課題 1 — Pylearn2の導入に関する本文のうち、「公式に書いてあるようにgitから持ってくる。」で始まり「まずはPylearn2を動かすのに必要なライブラリをインストールする。」に至るまでの部分を、「ライブラリ」を「パッケージ」に置き換えて書き出せ。
課題 2 — Pylearn2の導入に関する本文を最後の文の後から引き取り、続きを書け。

本文 —
================================

Edited at

今ナウいディープラーニングのライブラリ「Pylearn2」のインストールとチュートリアル

More than 5 years have passed since last update.

OSは最近入れたUbuntu 12.04 LTS。

メモリも最近増やした6GB

参考にさせてもらったサイト

https://gist.github.com/cshen/6492856


Pylearn2のダウンロード

公式に書いてあるようにgitから持ってくる。

git clone git://github.com/lisa-lab/pylearn2.git

次に使うデータのパスを通す

export PYLEARN2_DATA_PATH=/data/lisa/data

export PYLEARN2_VIEWER_COMMAND="eog --new-instance" # 書いておくと後でいいことがある。


インストール

まずはPylearn2を動かすのに必要なライブラリをインストールする。

sudo apt-get install python-pip

sudo apt-get install python-numpy
sudo apt-get install python-scipy
sudo apt-get install python-setuptools
sudo apt-get install python-matplotlib
sudo pip install --upgrade --no-deps git+git://github.com/Theano/Theano.git
# sudo pip install theanoでは駄目 理由は後で解説

次にダウンロードしたPylearn2をインストール

# pylearn2/setup.pyを使う

python setup.py build
sudo python setup.py install

「import pylearn2」で成功したかテスト

import pylearn2


チュートリアルを動かす


ステップ1

公式のチュートリアルを見て動かす。

================================

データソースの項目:
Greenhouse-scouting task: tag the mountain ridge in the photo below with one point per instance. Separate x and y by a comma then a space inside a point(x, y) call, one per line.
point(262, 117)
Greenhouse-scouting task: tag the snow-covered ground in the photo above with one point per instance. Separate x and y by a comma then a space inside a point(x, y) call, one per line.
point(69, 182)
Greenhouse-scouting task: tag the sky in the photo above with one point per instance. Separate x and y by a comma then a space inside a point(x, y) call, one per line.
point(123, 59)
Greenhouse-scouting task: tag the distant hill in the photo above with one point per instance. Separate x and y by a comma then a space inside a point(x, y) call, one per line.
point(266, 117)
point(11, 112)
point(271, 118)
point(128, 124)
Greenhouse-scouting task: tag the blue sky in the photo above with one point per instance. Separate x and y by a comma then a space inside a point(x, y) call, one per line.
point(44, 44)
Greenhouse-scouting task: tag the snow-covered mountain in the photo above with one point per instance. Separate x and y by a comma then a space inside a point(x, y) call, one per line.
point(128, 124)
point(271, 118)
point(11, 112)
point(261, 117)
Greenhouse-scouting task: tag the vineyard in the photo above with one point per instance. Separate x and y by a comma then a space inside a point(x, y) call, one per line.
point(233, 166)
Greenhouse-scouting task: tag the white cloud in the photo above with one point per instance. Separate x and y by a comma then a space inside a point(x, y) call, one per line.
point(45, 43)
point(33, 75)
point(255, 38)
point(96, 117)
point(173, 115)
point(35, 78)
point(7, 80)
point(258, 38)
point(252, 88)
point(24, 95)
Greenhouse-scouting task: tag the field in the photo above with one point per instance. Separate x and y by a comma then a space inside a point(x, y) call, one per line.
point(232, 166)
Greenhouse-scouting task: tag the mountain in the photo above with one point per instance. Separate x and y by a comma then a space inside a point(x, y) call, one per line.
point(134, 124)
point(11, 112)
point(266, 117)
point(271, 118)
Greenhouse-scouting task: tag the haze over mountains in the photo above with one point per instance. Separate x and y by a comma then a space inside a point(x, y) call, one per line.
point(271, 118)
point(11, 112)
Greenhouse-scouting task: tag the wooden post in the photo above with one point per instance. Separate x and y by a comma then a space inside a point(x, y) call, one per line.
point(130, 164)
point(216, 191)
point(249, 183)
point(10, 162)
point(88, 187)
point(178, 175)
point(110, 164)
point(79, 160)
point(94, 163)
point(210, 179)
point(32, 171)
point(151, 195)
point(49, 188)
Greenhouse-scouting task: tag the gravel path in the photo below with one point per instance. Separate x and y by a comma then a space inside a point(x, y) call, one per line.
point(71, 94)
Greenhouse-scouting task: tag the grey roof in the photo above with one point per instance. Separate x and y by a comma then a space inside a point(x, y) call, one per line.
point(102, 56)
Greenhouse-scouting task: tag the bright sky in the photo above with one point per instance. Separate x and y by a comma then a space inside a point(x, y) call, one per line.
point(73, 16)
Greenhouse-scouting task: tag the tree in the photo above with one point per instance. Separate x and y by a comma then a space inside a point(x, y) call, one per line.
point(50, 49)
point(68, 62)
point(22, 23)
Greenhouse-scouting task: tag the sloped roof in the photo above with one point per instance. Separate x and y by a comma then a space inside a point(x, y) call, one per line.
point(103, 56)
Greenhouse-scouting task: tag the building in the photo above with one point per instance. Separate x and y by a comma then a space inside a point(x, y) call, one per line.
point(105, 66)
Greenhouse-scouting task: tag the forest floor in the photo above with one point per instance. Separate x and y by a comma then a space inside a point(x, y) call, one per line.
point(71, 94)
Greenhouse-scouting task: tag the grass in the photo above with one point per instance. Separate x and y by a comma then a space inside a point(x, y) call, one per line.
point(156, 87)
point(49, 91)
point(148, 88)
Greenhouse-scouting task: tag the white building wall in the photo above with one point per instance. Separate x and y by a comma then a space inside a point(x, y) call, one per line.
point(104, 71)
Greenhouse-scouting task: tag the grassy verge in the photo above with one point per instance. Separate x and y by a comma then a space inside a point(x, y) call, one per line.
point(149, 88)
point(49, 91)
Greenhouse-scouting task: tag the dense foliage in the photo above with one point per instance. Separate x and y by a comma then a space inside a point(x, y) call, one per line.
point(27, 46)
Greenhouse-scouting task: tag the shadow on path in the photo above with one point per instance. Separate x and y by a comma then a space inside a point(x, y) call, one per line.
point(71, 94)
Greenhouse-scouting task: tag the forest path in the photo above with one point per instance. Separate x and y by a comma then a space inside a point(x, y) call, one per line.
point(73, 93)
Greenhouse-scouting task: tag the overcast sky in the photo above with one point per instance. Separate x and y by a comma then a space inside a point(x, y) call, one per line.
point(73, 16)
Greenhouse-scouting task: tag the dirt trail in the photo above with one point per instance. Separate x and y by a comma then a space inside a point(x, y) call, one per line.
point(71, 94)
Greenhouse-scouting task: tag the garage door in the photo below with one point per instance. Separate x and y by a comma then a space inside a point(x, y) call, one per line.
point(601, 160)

================================

模範解答 1 —
公式に書いてあるようにgitから持ってくる。

git clone git://github.com/lisa-lab/pylearn2.git

次に使うデータのパスを通す

export PYLEARN2_DATA_PATH=/data/lisa/data

export PYLEARN2_VIEWER_COMMAND="eog --new-instance" # 書いておくと後でいいことがある。


インストール

まずはPylearn2を動かすのに必要なパッケージをインストールする。

模範解答 2 —
# pylearn2/pylearn2/scripts/tutorials/grbm_smd/のmake_dataset.pyを使う

python make_dataset.py

すると、エラーが出た。data_batch_1がないとのこと。これって自動でダウンロードしてくれるんじゃないんだ。

username@ubuntu:~/pylearn2/pylearn2/scripts/tutorials/grbm_smd$ python make_dataset.py

Traceback (most recent call last):
File "make_dataset.py", line 29, in <module>
train = cifar10.CIFAR10(which_set="train", one_hot=True)
File "/usr/local/lib/python2.7/dist-packages/pylearn2-0.1dev-py2.7.egg/pylearn2/datasets/cifar10.py", line 67, in __init__
data = CIFAR10._unpickle(fname)
File "/usr/local/lib/python2.7/dist-packages/pylearn2-0.1dev-py2.7.egg/pylearn2/datasets/cifar10.py", line 249, in _unpickle
raise IOError(fname+" was not found. You probably need to download "
IOError: /data/lisa/data/cifar10/cifar-10-batches-py/data_batch_1 was not found. You probably need to download the CIFAR-10 dataset by using the download script in pylearn2/scripts/download_cifar10.sh or manually from http://www.cs.utoronto.ca/~kriz/cifar.html
username@ubuntu:~/pylearn2/pylearn2/scripts/tutorials/grbm_smd$

このエラーを解決するためにデータセットをダウンロードする

このページの「CIFAR-10 python version」をダウンロード

/data/lisa/data/cifar10/cifar-10-batches-py/...みたいになるよう展開する

これでエラーが消える。make_dataset.pyを続ける。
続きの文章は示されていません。